(练习目标): 将下列全部记录的每一行改写为编号列表，空行不计入。

(数据集条目):

┄┄┄┄┄┄┄┄┄┄

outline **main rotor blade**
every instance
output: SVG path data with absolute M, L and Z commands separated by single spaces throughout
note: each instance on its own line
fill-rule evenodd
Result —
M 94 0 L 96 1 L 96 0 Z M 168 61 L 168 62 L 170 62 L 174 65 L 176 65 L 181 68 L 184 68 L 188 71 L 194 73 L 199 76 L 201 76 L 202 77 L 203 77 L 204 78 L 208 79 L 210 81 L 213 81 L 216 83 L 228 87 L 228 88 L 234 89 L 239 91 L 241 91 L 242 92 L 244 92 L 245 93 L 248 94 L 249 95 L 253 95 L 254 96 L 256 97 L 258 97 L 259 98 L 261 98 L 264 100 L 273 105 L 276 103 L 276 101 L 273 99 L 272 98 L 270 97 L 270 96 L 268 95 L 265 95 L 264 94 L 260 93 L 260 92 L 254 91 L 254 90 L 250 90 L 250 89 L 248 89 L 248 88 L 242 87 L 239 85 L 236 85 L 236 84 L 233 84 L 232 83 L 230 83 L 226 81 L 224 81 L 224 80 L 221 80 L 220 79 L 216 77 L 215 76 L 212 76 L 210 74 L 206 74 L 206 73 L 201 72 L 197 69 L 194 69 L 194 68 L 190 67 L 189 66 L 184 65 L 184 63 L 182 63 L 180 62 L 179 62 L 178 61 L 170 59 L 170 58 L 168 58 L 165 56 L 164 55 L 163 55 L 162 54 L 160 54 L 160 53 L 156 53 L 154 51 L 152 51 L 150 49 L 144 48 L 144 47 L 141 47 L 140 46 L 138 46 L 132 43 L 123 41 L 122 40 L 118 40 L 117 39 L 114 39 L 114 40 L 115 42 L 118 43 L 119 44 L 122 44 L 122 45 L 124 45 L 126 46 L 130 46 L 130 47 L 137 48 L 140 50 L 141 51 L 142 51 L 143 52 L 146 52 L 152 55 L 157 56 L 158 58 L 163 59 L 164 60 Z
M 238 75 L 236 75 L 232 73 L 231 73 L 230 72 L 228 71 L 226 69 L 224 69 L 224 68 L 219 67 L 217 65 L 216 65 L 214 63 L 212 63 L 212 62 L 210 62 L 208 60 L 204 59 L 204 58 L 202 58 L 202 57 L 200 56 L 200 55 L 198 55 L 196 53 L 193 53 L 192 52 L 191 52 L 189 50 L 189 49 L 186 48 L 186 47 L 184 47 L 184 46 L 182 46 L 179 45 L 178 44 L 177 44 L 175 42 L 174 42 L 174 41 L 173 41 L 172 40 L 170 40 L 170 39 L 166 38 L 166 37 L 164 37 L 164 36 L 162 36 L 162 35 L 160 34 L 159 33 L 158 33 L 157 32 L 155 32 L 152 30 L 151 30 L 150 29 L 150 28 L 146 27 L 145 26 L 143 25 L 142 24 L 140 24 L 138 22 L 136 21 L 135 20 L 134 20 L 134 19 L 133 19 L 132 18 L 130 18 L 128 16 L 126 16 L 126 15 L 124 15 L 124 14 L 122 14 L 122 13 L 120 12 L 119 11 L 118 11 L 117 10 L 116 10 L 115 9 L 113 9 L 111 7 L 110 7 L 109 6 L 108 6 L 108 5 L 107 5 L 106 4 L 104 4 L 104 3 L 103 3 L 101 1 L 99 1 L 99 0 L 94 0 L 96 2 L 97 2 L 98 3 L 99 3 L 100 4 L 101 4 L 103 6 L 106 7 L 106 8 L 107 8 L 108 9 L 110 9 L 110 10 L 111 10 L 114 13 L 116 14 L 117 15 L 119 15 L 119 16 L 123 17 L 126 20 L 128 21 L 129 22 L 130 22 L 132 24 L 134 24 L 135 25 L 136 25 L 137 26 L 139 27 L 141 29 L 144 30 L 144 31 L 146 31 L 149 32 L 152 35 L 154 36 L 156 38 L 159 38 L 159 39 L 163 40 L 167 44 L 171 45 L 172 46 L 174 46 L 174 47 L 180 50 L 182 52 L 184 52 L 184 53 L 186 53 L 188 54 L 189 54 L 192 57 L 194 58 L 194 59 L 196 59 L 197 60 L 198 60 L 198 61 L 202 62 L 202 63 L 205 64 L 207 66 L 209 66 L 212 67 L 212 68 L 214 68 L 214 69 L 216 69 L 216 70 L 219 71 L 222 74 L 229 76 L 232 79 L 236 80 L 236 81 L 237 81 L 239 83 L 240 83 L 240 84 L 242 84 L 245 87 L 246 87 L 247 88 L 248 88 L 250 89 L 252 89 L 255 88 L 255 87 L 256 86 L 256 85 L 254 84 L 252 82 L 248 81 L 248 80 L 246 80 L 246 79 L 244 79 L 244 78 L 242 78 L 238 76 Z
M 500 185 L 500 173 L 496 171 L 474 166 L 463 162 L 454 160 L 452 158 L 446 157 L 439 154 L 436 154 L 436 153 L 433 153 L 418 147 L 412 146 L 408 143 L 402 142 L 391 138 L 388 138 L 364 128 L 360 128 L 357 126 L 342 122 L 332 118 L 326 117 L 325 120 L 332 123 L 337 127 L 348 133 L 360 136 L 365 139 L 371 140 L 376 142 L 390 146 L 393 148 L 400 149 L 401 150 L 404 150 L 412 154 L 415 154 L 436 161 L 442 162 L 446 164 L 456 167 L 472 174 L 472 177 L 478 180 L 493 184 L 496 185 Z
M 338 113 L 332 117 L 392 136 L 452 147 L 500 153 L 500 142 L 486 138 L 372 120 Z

┄┄┄┄┄┄┄┄┄┄

(书面解答):
1. outline **main rotor blade**
2. every instance
3. output: SVG path data with absolute M, L and Z commands separated by single spaces throughout
4. note: each instance on its own line
5. fill-rule evenodd
6. Result —
7. M 94 0 L 96 1 L 96 0 Z M 168 61 L 168 62 L 170 62 L 174 65 L 176 65 L 181 68 L 184 68 L 188 71 L 194 73 L 199 76 L 201 76 L 202 77 L 203 77 L 204 78 L 208 79 L 210 81 L 213 81 L 216 83 L 228 87 L 228 88 L 234 89 L 239 91 L 241 91 L 242 92 L 244 92 L 245 93 L 248 94 L 249 95 L 253 95 L 254 96 L 256 97 L 258 97 L 259 98 L 261 98 L 264 100 L 273 105 L 276 103 L 276 101 L 273 99 L 272 98 L 270 97 L 270 96 L 268 95 L 265 95 L 264 94 L 260 93 L 260 92 L 254 91 L 254 90 L 250 90 L 250 89 L 248 89 L 248 88 L 242 87 L 239 85 L 236 85 L 236 84 L 233 84 L 232 83 L 230 83 L 226 81 L 224 81 L 224 80 L 221 80 L 220 79 L 216 77 L 215 76 L 212 76 L 210 74 L 206 74 L 206 73 L 201 72 L 197 69 L 194 69 L 194 68 L 190 67 L 189 66 L 184 65 L 184 63 L 182 63 L 180 62 L 179 62 L 178 61 L 170 59 L 170 58 L 168 58 L 165 56 L 164 55 L 163 55 L 162 54 L 160 54 L 160 53 L 156 53 L 154 51 L 152 51 L 150 49 L 144 48 L 144 47 L 141 47 L 140 46 L 138 46 L 132 43 L 123 41 L 122 40 L 118 40 L 117 39 L 114 39 L 114 40 L 115 42 L 118 43 L 119 44 L 122 44 L 122 45 L 124 45 L 126 46 L 130 46 L 130 47 L 137 48 L 140 50 L 141 51 L 142 51 L 143 52 L 146 52 L 152 55 L 157 56 L 158 58 L 163 59 L 164 60 Z
8. M 238 75 L 236 75 L 232 73 L 231 73 L 230 72 L 228 71 L 226 69 L 224 69 L 224 68 L 219 67 L 217 65 L 216 65 L 214 63 L 212 63 L 212 62 L 210 62 L 208 60 L 204 59 L 204 58 L 202 58 L 202 57 L 200 56 L 200 55 L 198 55 L 196 53 L 193 53 L 192 52 L 191 52 L 189 50 L 189 49 L 186 48 L 186 47 L 184 47 L 184 46 L 182 46 L 179 45 L 178 44 L 177 44 L 175 42 L 174 42 L 174 41 L 173 41 L 172 40 L 170 40 L 170 39 L 166 38 L 166 37 L 164 37 L 164 36 L 162 36 L 162 35 L 160 34 L 159 33 L 158 33 L 157 32 L 155 32 L 152 30 L 151 30 L 150 29 L 150 28 L 146 27 L 145 26 L 143 25 L 142 24 L 140 24 L 138 22 L 136 21 L 135 20 L 134 20 L 134 19 L 133 19 L 132 18 L 130 18 L 128 16 L 126 16 L 126 15 L 124 15 L 124 14 L 122 14 L 122 13 L 120 12 L 119 11 L 118 11 L 117 10 L 116 10 L 115 9 L 113 9 L 111 7 L 110 7 L 109 6 L 108 6 L 108 5 L 107 5 L 106 4 L 104 4 L 104 3 L 103 3 L 101 1 L 99 1 L 99 0 L 94 0 L 96 2 L 97 2 L 98 3 L 99 3 L 100 4 L 101 4 L 103 6 L 106 7 L 106 8 L 107 8 L 108 9 L 110 9 L 110 10 L 111 10 L 114 13 L 116 14 L 117 15 L 119 15 L 119 16 L 123 17 L 126 20 L 128 21 L 129 22 L 130 22 L 132 24 L 134 24 L 135 25 L 136 25 L 137 26 L 139 27 L 141 29 L 144 30 L 144 31 L 146 31 L 149 32 L 152 35 L 154 36 L 156 38 L 159 38 L 159 39 L 163 40 L 167 44 L 171 45 L 172 46 L 174 46 L 174 47 L 180 50 L 182 52 L 184 52 L 184 53 L 186 53 L 188 54 L 189 54 L 192 57 L 194 58 L 194 59 L 196 59 L 197 60 L 198 60 L 198 61 L 202 62 L 202 63 L 205 64 L 207 66 L 209 66 L 212 67 L 212 68 L 214 68 L 214 69 L 216 69 L 216 70 L 219 71 L 222 74 L 229 76 L 232 79 L 236 80 L 236 81 L 237 81 L 239 83 L 240 83 L 240 84 L 242 84 L 245 87 L 246 87 L 247 88 L 248 88 L 250 89 L 252 89 L 255 88 L 255 87 L 256 86 L 256 85 L 254 84 L 252 82 L 248 81 L 248 80 L 246 80 L 246 79 L 244 79 L 244 78 L 242 78 L 238 76 Z
9. M 500 185 L 500 173 L 496 171 L 474 166 L 463 162 L 454 160 L 452 158 L 446 157 L 439 154 L 436 154 L 436 153 L 433 153 L 418 147 L 412 146 L 408 143 L 402 142 L 391 138 L 388 138 L 364 128 L 360 128 L 357 126 L 342 122 L 332 118 L 326 117 L 325 120 L 332 123 L 337 127 L 348 133 L 360 136 L 365 139 L 371 140 L 376 142 L 390 146 L 393 148 L 400 149 L 401 150 L 404 150 L 412 154 L 415 154 L 436 161 L 442 162 L 446 164 L 456 167 L 472 174 L 472 177 L 478 180 L 493 184 L 496 185 Z
10. M 338 113 L 332 117 L 392 136 L 452 147 L 500 153 L 500 142 L 486 138 L 372 120 Z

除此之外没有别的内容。